Every record below should be transcribed exactly. Omit the images.

Excerpts of location labeling data:
++++++

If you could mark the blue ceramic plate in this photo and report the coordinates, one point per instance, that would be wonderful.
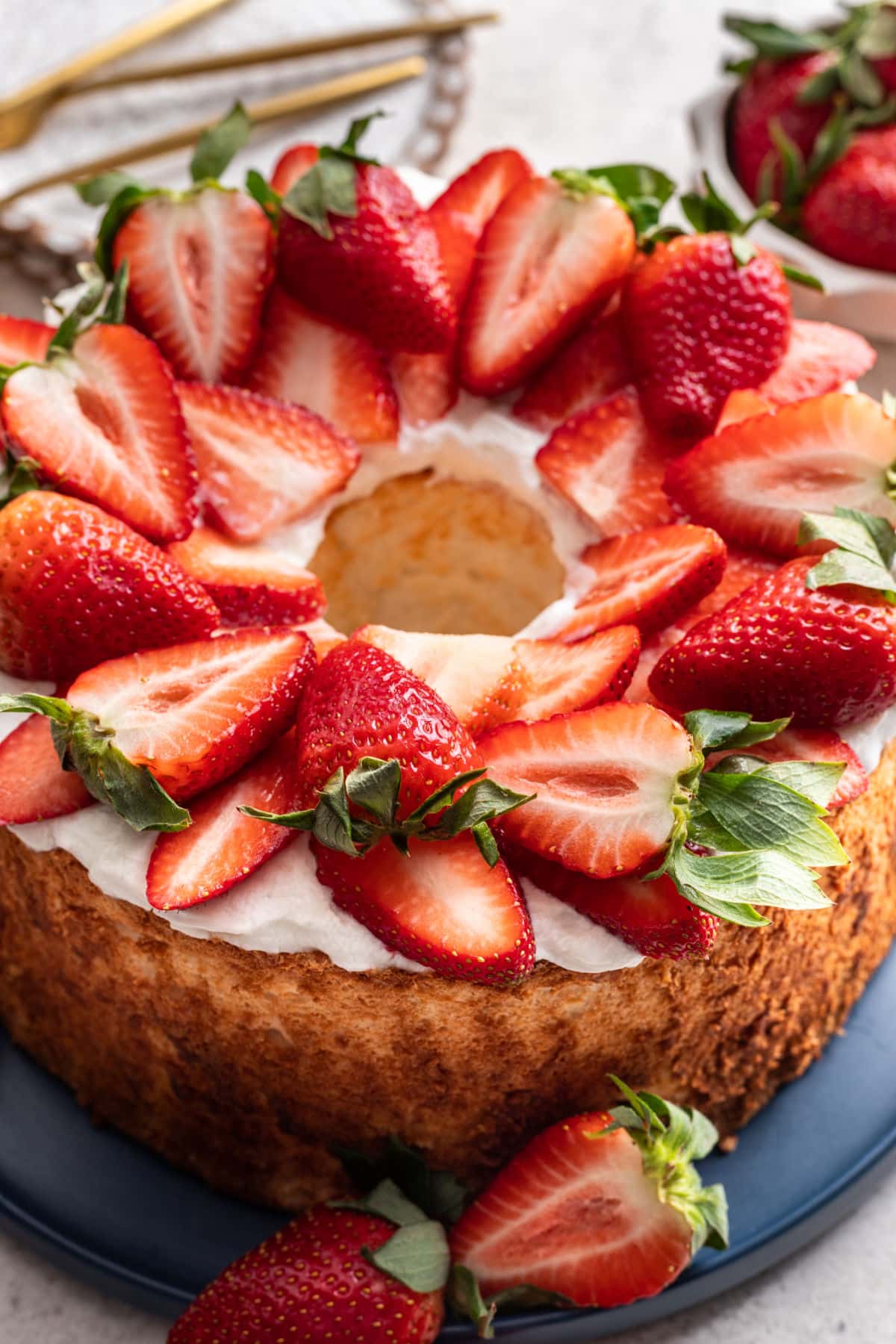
(121, 1218)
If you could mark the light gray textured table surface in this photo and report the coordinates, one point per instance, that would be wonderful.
(568, 82)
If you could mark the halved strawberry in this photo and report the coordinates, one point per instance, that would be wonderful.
(22, 339)
(820, 359)
(441, 906)
(328, 369)
(610, 465)
(650, 915)
(261, 463)
(741, 405)
(647, 578)
(196, 712)
(104, 423)
(594, 364)
(603, 780)
(198, 267)
(755, 480)
(559, 678)
(813, 745)
(548, 258)
(250, 585)
(292, 166)
(33, 784)
(222, 846)
(426, 386)
(598, 1211)
(465, 208)
(78, 586)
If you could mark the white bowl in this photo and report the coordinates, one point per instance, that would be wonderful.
(855, 296)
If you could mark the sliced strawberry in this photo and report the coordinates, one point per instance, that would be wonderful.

++++++

● **Reply**
If you could mark the blue ceramic plate in this photo and report the coordinates, one point per instance, that would be wonderful.
(121, 1218)
If you could mark the light gray textured table surface in this photo and report the coordinates, one point per instance, that would be wonderful.
(568, 82)
If you could mark the halved strawberry in this photo and report the coordinates, one point per instance, that would be wonderful.
(22, 339)
(820, 359)
(441, 906)
(328, 369)
(610, 465)
(650, 915)
(261, 463)
(741, 405)
(647, 578)
(196, 712)
(104, 423)
(594, 364)
(603, 780)
(198, 267)
(755, 480)
(559, 678)
(813, 745)
(548, 258)
(250, 585)
(292, 166)
(33, 784)
(222, 846)
(426, 386)
(598, 1211)
(465, 208)
(78, 586)
If you could mark the white bowl in this photo and report the coordinates, one point per instance, that would be wonderful.
(855, 296)
If you could mark the sliced strawberry in this photo and report the coordinates, one point per instance, that would be wonderful.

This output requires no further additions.